Provided entries Start Marker

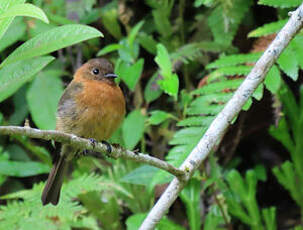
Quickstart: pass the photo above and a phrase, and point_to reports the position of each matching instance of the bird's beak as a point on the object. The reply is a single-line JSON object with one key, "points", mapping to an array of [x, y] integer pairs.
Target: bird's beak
{"points": [[111, 75]]}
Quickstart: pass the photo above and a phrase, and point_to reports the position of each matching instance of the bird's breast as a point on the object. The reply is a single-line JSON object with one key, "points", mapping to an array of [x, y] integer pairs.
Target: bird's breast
{"points": [[103, 109]]}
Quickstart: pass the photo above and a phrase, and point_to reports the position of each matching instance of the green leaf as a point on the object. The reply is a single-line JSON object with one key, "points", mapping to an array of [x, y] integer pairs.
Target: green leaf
{"points": [[158, 116], [14, 33], [22, 169], [52, 40], [233, 60], [170, 85], [4, 6], [141, 175], [163, 61], [25, 9], [130, 74], [289, 63], [280, 3], [152, 90], [273, 80], [267, 29], [109, 48], [133, 33], [147, 42], [45, 90], [133, 129], [14, 75], [110, 21]]}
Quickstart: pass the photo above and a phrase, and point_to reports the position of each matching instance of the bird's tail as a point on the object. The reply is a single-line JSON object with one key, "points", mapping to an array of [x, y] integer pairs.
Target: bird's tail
{"points": [[51, 191]]}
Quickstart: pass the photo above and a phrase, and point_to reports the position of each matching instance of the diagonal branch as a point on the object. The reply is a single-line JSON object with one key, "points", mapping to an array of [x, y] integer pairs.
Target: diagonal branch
{"points": [[81, 143], [224, 118]]}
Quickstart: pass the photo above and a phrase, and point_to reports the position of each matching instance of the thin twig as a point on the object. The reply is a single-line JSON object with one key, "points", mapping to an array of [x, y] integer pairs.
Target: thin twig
{"points": [[225, 117], [82, 143]]}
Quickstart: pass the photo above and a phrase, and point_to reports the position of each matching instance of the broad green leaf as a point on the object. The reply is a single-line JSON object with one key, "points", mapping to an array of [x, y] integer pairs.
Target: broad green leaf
{"points": [[14, 75], [133, 33], [14, 33], [130, 74], [152, 90], [147, 42], [133, 129], [110, 21], [22, 169], [163, 61], [170, 85], [44, 92], [158, 116], [20, 107], [109, 48], [4, 6], [267, 29], [52, 40], [273, 80], [25, 9], [141, 175]]}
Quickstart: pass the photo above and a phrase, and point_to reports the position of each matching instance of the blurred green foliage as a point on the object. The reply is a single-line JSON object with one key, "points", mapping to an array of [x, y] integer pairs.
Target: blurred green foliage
{"points": [[176, 61]]}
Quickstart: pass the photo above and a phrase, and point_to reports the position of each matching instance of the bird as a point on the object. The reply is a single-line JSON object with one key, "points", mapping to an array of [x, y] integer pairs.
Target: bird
{"points": [[92, 106]]}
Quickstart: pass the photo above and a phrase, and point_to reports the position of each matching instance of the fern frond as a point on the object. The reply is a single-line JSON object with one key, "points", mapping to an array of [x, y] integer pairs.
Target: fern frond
{"points": [[267, 29], [220, 86], [230, 71]]}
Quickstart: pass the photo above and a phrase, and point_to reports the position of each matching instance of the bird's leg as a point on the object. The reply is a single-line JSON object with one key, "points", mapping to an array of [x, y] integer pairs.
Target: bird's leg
{"points": [[108, 147], [93, 142]]}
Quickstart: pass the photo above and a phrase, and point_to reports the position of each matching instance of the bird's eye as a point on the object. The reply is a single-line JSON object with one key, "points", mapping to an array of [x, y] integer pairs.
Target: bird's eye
{"points": [[96, 71]]}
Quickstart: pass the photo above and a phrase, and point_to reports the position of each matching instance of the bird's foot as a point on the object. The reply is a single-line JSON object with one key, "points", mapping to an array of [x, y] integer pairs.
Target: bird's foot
{"points": [[93, 142], [108, 147]]}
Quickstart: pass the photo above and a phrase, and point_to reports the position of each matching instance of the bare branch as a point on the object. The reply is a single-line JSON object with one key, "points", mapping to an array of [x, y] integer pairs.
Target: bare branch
{"points": [[224, 118], [81, 143]]}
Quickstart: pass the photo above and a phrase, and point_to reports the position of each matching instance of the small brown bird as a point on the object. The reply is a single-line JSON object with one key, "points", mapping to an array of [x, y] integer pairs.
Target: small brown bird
{"points": [[92, 106]]}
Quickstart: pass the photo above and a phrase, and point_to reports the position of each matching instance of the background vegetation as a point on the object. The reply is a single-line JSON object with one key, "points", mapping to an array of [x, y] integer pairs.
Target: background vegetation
{"points": [[179, 62]]}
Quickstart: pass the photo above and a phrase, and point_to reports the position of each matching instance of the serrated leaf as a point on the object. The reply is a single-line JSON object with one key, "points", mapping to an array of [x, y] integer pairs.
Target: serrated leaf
{"points": [[273, 80], [133, 129], [267, 29], [45, 91], [280, 3], [14, 75], [52, 40], [130, 74], [25, 9], [22, 169]]}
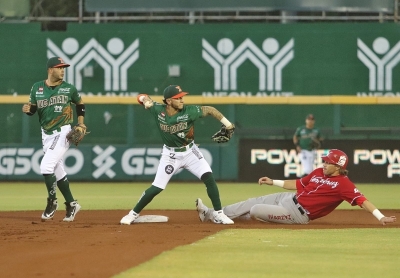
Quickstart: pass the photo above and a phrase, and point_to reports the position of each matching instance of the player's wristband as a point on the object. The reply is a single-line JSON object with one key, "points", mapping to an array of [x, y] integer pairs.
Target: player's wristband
{"points": [[225, 122], [378, 214], [278, 183]]}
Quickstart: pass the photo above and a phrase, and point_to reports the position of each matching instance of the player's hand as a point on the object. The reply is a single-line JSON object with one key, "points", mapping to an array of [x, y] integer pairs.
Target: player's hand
{"points": [[389, 219], [26, 108], [265, 180]]}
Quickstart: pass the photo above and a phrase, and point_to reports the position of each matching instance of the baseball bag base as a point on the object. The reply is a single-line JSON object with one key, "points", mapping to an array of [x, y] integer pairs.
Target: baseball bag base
{"points": [[151, 219]]}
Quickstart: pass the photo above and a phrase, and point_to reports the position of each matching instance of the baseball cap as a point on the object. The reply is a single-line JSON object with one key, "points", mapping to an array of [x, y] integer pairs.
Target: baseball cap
{"points": [[173, 91], [336, 157], [56, 62], [310, 117]]}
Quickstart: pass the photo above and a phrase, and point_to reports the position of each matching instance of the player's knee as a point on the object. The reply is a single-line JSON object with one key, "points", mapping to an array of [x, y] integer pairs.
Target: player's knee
{"points": [[206, 176], [256, 212], [46, 169]]}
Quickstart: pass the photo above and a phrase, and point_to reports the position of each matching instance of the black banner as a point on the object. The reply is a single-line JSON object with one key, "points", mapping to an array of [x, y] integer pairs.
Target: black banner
{"points": [[370, 161]]}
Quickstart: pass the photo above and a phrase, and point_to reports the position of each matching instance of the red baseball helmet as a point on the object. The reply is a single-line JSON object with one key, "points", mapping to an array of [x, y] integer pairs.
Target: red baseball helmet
{"points": [[336, 157]]}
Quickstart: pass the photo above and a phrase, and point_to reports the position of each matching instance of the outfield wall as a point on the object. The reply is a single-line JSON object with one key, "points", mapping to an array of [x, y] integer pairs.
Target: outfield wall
{"points": [[208, 59]]}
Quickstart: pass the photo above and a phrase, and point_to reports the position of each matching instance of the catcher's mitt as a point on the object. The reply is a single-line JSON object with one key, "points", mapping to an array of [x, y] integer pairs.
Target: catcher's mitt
{"points": [[76, 134], [224, 134]]}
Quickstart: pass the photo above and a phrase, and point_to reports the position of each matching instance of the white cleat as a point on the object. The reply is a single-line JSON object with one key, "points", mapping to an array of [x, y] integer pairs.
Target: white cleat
{"points": [[129, 218], [221, 218], [72, 209], [202, 210]]}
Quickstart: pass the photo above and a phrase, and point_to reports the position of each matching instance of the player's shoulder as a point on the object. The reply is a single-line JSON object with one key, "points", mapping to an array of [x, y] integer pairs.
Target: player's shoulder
{"points": [[65, 84], [40, 83]]}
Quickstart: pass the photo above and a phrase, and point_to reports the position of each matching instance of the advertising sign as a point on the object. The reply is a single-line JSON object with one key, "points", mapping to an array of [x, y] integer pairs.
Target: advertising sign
{"points": [[370, 161]]}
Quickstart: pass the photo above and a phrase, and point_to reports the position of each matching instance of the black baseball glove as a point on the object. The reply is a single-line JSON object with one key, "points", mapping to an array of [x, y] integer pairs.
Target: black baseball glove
{"points": [[224, 134], [77, 133], [315, 143]]}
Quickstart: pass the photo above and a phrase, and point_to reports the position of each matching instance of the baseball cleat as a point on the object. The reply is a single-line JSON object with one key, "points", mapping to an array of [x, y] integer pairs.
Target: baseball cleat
{"points": [[221, 218], [72, 209], [129, 218], [50, 209], [202, 210]]}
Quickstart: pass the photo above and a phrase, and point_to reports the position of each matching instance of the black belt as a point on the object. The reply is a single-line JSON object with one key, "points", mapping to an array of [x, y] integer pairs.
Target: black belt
{"points": [[53, 131], [299, 207], [181, 149]]}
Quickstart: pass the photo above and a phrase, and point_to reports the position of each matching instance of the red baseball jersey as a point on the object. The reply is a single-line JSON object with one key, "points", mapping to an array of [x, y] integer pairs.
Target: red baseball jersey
{"points": [[320, 194]]}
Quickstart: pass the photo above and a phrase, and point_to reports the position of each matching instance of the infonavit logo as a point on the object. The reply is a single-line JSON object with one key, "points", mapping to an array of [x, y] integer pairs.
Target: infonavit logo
{"points": [[115, 69], [270, 61], [380, 69]]}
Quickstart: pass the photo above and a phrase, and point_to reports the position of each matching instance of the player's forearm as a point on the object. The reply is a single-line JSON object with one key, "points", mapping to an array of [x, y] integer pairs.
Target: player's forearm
{"points": [[368, 206], [209, 110], [286, 184], [81, 120]]}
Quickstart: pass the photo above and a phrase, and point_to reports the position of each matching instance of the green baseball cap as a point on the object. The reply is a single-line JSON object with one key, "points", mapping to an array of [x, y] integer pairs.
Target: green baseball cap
{"points": [[56, 62], [173, 91]]}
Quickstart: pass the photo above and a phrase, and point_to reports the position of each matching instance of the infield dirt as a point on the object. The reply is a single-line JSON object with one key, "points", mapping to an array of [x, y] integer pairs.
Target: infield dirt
{"points": [[95, 245]]}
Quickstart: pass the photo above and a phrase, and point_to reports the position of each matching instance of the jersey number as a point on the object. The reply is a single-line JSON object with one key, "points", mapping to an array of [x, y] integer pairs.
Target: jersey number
{"points": [[57, 108]]}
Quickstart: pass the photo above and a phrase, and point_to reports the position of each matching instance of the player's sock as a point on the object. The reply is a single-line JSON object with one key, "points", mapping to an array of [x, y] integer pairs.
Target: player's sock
{"points": [[63, 185], [50, 181], [146, 198], [212, 190]]}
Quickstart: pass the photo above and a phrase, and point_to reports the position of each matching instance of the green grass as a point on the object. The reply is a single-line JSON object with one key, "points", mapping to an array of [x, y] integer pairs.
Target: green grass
{"points": [[241, 253], [280, 253], [100, 196]]}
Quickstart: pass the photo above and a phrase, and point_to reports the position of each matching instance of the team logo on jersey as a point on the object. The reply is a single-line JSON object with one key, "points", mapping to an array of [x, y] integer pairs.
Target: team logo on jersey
{"points": [[64, 90], [182, 118], [169, 169], [342, 160], [322, 181]]}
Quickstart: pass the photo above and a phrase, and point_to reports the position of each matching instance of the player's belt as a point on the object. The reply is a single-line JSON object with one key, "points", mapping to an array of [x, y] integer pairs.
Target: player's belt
{"points": [[299, 207], [181, 149], [52, 132]]}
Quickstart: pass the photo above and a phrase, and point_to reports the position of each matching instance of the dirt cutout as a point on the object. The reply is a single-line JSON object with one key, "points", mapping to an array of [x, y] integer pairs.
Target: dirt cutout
{"points": [[95, 245]]}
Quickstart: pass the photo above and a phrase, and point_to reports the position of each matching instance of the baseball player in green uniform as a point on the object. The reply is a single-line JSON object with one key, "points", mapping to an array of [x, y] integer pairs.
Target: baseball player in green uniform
{"points": [[51, 99], [175, 122], [307, 139]]}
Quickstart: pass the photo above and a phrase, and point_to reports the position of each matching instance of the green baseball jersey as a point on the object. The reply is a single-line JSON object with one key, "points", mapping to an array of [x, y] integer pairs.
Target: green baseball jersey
{"points": [[306, 136], [54, 104], [176, 130]]}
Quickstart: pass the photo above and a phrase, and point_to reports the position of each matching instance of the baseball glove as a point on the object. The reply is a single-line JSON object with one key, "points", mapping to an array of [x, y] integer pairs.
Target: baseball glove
{"points": [[224, 134], [315, 143], [76, 134]]}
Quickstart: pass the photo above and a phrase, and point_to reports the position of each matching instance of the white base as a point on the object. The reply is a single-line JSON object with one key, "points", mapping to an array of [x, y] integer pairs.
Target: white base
{"points": [[151, 219]]}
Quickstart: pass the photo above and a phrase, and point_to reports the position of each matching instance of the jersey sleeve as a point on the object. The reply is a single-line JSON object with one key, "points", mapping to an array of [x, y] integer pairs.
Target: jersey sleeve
{"points": [[304, 181], [194, 111], [75, 96], [352, 195], [297, 132], [32, 95]]}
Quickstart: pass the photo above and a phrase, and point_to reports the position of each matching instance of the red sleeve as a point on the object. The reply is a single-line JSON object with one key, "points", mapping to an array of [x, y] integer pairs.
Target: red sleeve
{"points": [[139, 97], [304, 181], [351, 194]]}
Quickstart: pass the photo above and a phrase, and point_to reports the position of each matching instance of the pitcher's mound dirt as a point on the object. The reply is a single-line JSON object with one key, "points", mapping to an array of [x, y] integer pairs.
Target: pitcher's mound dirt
{"points": [[95, 245]]}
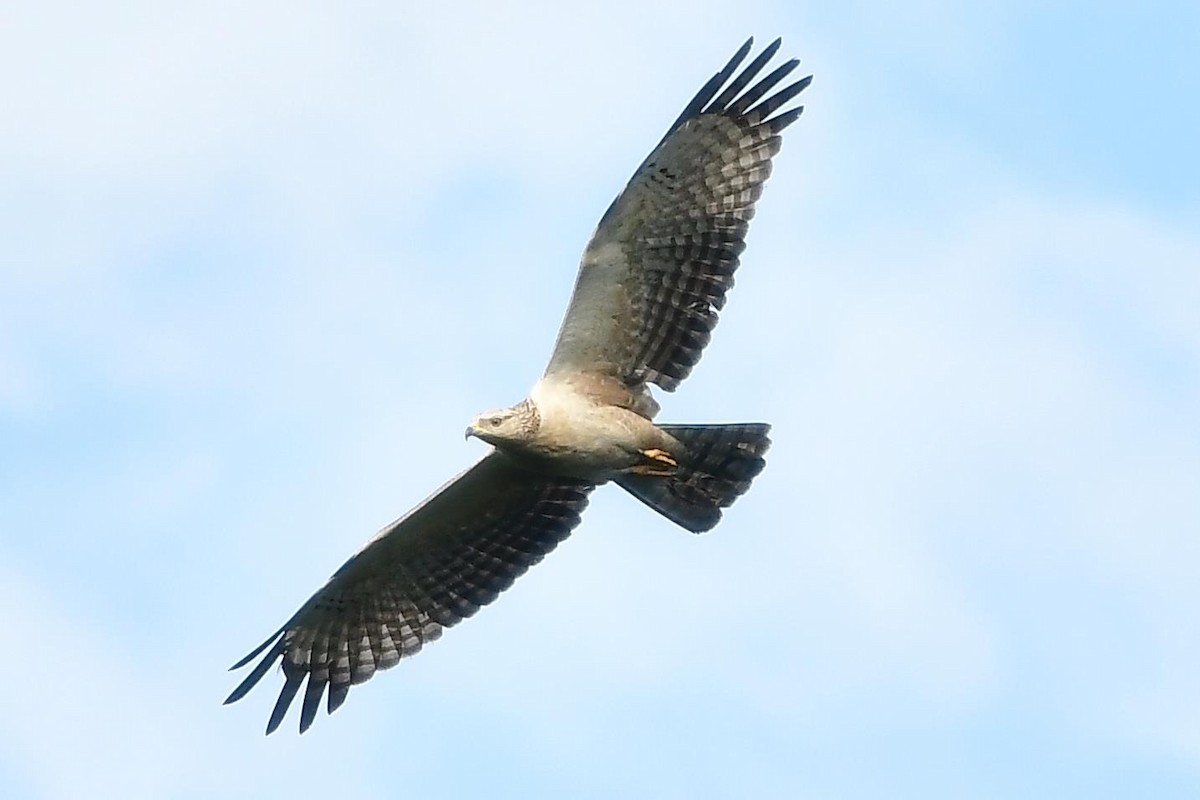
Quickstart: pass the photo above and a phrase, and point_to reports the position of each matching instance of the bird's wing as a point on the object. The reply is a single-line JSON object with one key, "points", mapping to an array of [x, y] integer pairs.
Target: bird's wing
{"points": [[655, 272], [435, 566]]}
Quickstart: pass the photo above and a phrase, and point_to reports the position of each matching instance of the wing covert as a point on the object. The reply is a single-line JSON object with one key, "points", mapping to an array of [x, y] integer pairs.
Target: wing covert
{"points": [[657, 271], [437, 565]]}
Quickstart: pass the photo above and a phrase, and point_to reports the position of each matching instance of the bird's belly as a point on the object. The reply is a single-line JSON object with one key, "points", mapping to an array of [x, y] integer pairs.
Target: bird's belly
{"points": [[593, 444]]}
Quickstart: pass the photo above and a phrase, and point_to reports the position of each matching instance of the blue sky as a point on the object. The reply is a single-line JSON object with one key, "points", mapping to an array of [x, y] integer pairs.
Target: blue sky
{"points": [[259, 263]]}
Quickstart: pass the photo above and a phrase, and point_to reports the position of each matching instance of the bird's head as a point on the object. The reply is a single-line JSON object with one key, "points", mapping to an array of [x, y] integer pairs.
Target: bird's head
{"points": [[507, 425]]}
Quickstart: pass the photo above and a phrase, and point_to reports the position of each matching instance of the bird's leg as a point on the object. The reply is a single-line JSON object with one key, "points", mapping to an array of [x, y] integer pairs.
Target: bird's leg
{"points": [[659, 463]]}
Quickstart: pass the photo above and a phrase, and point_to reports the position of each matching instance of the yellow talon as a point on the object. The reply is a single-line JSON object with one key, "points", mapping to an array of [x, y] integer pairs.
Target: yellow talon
{"points": [[660, 455], [661, 463]]}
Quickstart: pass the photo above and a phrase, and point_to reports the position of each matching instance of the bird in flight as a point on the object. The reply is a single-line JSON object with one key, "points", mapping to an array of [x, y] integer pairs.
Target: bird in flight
{"points": [[646, 300]]}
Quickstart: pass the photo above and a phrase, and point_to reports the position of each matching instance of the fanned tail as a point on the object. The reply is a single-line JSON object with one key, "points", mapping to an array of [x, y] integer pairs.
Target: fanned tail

Provided entries End Marker

## Work to be completed:
Looking at the data above, show all lines where the word "fanned" occurs.

## Response to this exercise:
Quickstart: pass the photo above and a phrase, and point_to reports the position of each matching instance of the fanned tail as a point on the object. The reply is a single-line JSON object with one key, "points", mapping to an array of [x, y] integer pairs.
Target: fanned tail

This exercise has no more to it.